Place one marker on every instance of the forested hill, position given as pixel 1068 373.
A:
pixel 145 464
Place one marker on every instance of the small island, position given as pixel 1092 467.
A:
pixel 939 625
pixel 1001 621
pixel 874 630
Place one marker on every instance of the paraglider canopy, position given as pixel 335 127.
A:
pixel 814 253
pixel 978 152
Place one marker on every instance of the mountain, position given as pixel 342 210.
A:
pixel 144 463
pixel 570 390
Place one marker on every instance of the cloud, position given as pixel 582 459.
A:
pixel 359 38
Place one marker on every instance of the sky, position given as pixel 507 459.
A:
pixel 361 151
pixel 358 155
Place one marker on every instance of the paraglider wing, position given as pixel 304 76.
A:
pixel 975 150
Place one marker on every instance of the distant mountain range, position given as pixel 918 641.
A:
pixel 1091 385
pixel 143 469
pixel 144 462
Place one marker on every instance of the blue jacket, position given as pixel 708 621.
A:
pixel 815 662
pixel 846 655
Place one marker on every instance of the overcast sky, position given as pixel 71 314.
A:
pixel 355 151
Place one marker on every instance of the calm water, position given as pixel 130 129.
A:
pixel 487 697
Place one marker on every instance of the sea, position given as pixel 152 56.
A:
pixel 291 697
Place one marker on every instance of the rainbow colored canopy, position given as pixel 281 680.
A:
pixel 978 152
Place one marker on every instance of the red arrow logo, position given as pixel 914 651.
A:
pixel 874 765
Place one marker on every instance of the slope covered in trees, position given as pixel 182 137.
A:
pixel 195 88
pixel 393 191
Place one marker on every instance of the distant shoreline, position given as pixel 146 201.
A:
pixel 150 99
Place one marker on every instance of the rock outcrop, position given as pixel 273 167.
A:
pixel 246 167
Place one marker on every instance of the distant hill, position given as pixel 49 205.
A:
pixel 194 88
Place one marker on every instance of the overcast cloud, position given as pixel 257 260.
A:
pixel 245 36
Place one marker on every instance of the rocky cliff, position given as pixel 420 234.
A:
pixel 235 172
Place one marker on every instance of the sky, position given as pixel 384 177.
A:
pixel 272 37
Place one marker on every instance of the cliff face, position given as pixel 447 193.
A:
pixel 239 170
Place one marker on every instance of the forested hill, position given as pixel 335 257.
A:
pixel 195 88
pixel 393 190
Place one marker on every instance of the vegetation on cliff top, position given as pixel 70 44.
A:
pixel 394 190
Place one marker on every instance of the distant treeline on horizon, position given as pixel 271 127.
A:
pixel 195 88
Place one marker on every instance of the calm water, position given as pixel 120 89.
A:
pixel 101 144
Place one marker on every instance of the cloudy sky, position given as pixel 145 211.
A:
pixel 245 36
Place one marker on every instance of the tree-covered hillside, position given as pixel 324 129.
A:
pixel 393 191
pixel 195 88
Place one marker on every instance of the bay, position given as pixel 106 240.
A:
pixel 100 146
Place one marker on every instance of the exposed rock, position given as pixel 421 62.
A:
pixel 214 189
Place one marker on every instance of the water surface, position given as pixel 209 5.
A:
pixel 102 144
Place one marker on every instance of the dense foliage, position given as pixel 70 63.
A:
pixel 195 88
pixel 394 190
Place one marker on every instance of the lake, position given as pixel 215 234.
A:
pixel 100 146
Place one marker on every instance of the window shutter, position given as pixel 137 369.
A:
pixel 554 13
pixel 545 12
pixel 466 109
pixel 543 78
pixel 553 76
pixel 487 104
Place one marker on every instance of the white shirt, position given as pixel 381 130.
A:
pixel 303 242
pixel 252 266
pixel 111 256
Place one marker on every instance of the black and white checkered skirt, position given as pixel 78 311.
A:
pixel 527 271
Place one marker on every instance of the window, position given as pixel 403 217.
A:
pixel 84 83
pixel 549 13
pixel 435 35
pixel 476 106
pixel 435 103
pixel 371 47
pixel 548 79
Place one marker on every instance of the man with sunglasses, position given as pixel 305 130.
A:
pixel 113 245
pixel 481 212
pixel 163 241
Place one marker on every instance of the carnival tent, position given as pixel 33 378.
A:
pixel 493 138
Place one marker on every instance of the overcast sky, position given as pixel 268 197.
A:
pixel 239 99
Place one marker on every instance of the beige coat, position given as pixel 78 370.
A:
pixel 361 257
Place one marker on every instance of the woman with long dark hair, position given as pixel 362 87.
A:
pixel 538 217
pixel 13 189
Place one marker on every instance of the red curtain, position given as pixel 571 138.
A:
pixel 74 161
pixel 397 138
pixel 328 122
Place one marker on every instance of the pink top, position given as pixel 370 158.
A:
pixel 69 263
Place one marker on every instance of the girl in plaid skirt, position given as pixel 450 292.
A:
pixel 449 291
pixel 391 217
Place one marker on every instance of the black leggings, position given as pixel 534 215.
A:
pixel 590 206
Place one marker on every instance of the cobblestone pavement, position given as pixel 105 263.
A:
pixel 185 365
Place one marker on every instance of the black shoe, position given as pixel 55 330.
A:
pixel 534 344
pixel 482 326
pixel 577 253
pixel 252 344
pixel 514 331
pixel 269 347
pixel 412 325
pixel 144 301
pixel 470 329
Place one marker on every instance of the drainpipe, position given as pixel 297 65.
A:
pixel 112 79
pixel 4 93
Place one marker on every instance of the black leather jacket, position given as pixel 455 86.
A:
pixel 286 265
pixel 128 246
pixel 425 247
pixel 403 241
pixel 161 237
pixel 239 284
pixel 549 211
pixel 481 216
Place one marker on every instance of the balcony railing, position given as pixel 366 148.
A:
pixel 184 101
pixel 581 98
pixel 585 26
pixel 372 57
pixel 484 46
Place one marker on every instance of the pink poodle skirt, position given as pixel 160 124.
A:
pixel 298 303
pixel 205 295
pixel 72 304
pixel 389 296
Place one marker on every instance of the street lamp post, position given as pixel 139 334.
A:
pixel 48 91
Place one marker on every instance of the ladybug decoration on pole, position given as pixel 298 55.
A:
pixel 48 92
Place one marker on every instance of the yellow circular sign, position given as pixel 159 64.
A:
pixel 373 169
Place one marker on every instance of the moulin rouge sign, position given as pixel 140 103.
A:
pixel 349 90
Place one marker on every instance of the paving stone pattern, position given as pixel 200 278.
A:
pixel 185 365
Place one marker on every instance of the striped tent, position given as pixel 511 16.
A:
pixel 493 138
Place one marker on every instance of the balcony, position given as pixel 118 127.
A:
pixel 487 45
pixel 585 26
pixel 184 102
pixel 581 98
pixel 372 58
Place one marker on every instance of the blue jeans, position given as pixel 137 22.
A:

Task prompt
Reproduce every one of the entries above, word for word and in the same order.

Task result
Place one marker on every instance of the forested hill, position given as pixel 1068 373.
A:
pixel 145 464
Place one marker on every instance of the small island, position given as pixel 1092 467.
A:
pixel 939 625
pixel 1001 621
pixel 874 630
Place one marker on every instance of the paraglider canopy, position given as pixel 335 127.
A:
pixel 814 253
pixel 978 152
Place one marker on every instance of the mountain, position given as pixel 342 210.
A:
pixel 144 463
pixel 570 390
Place one marker on every instance of the cloud, position given as pixel 582 459.
A:
pixel 359 38
Place one marker on every instance of the sky, position given as pixel 507 459.
A:
pixel 361 151
pixel 358 155
Place one marker on every instance of the paraglider wing, position given as pixel 304 76.
A:
pixel 975 150
Place one marker on every instance of the distant mountain range, position given as pixel 918 641.
A:
pixel 1091 385
pixel 143 469
pixel 144 462
Place one marker on every instance of the blue jacket, position given as pixel 708 621.
A:
pixel 815 662
pixel 846 655
Place one marker on every instance of the overcast sky, position given as pixel 71 314.
A:
pixel 355 151
Place one marker on every instance of the calm water, position given as pixel 130 129.
A:
pixel 487 697
Place one marker on every instance of the sea, position given as pixel 152 56.
A:
pixel 291 697
Place one marker on every instance of the rainbow colored canopy, position given as pixel 281 680.
A:
pixel 978 152
Place one marker on every instance of the red arrow logo, position given as pixel 914 651.
A:
pixel 874 765
Place one marker on every instance of the slope covered in trees, position given as pixel 182 137.
A:
pixel 195 88
pixel 393 191
Place one marker on every instance of the distant shoreline, position given as pixel 146 201.
A:
pixel 150 99
Place one marker on every instance of the rock outcrop, position given as pixel 273 167.
A:
pixel 246 167
Place one marker on every instance of the distant hill, position given as pixel 49 205.
A:
pixel 194 88
Place one marker on every instance of the overcast cloud, position given as pixel 257 260.
A:
pixel 245 36
Place one marker on every instance of the rocky cliff, position given as pixel 420 234.
A:
pixel 235 172
Place one marker on every instance of the sky, position given as pixel 384 177.
A:
pixel 272 37
Place one marker on every instance of the cliff face, position given as pixel 447 193.
A:
pixel 239 170
Place one marker on every instance of the forested hill, position given as pixel 335 257.
A:
pixel 195 88
pixel 393 190
Place one marker on every instance of the vegetation on cliff top, position given as pixel 70 44.
A:
pixel 394 190
Place one marker on every instance of the distant treeline on horizon, position given as pixel 271 127.
A:
pixel 195 88
Place one marker on every instance of the calm water, position given as pixel 120 89.
A:
pixel 101 144
Place one marker on every instance of the cloudy sky, position given as pixel 145 211.
A:
pixel 245 36
Place one marker on every instance of the tree-covered hillside, position given as pixel 324 129.
A:
pixel 393 191
pixel 195 88
Place one marker on every instance of the bay, position given as pixel 106 240.
A:
pixel 100 146
Place one marker on every instance of the exposed rock, position given as pixel 421 62.
A:
pixel 214 189
Place one marker on every instance of the water surface, position given as pixel 209 5.
A:
pixel 102 144
Place one marker on every instance of the dense foliage, position given as pixel 70 63.
A:
pixel 195 88
pixel 394 190
Place one marker on every instance of the lake, position given as pixel 215 234.
A:
pixel 100 146
Place one marker on every instance of the window shutter, position given as pixel 137 369.
A:
pixel 554 13
pixel 545 12
pixel 466 109
pixel 543 78
pixel 553 76
pixel 487 104
Place one marker on every instance of the white shirt, position given as pixel 381 130.
A:
pixel 303 242
pixel 252 266
pixel 111 256
Place one marker on every instance of the black and white checkered skirt, position given as pixel 78 311.
A:
pixel 527 271
Place one marker on every instance of the window, position given as pixel 403 217.
A:
pixel 84 83
pixel 549 13
pixel 435 35
pixel 476 106
pixel 435 103
pixel 371 47
pixel 548 79
Place one marker on every instance of the man with sunglasses, position given as pixel 305 130.
A:
pixel 113 245
pixel 481 212
pixel 163 241
Place one marker on every instance of the carnival tent, position given as pixel 33 378.
A:
pixel 493 138
Place one marker on every instance of the overcast sky, position given as pixel 268 197.
A:
pixel 239 99
Place one marker on every instance of the beige coat, position given as pixel 78 370.
A:
pixel 361 257
Place one marker on every instance of the woman with long dark hair, position given as pixel 362 87.
A:
pixel 538 217
pixel 13 189
Place one marker on every instance of the red curtain, position given as pixel 571 138.
A:
pixel 74 161
pixel 397 138
pixel 328 122
Place one marker on every instance of the pink top, position given as pixel 370 158.
A:
pixel 69 263
Place one marker on every instance of the girl in plaid skirt, position given as pixel 450 292.
A:
pixel 449 291
pixel 391 217
Place one marker on every instance of the black leggings, position given as pixel 534 215.
A:
pixel 590 206
Place one marker on every instance of the cobblestone pavement, position given as pixel 105 263.
A:
pixel 185 365
Place one marker on every instance of the black shoe, position given as pixel 55 330.
A:
pixel 534 344
pixel 482 326
pixel 577 253
pixel 252 344
pixel 514 331
pixel 269 347
pixel 412 325
pixel 144 301
pixel 470 329
Place one marker on every instance of the drainpipe, position given as pixel 297 65.
A:
pixel 112 79
pixel 4 93
Place one marker on every instance of the black leather jacket, position given as pixel 455 86.
A:
pixel 286 265
pixel 128 246
pixel 425 247
pixel 403 241
pixel 161 237
pixel 239 284
pixel 549 211
pixel 481 216
Place one marker on every instance of the balcony railing, position given as pixel 366 148.
A:
pixel 184 101
pixel 581 98
pixel 585 26
pixel 372 57
pixel 484 46
Place one marker on every instance of the pink poodle skirt, position given as pixel 160 124.
A:
pixel 298 303
pixel 205 295
pixel 72 304
pixel 389 296
Place one marker on every instance of the street lamp post, position given as pixel 139 334.
A:
pixel 48 91
Place one marker on every instance of the ladybug decoration on pole, position given as pixel 298 55.
A:
pixel 48 92
Place one marker on every instance of the yellow circular sign, position given as pixel 159 64.
A:
pixel 373 169
Place one marker on every instance of the moulin rouge sign, position given as pixel 140 103.
A:
pixel 349 90
Place one marker on every instance of the paving stone pattern, position given as pixel 200 278.
A:
pixel 185 365
Place one marker on every instance of the striped tent, position given as pixel 511 16.
A:
pixel 493 138
Place one marker on every instance of the balcony, position given as pixel 118 127.
A:
pixel 487 45
pixel 585 26
pixel 184 102
pixel 581 98
pixel 372 58
Place one marker on every instance of the blue jeans, position given as pixel 137 22.
A:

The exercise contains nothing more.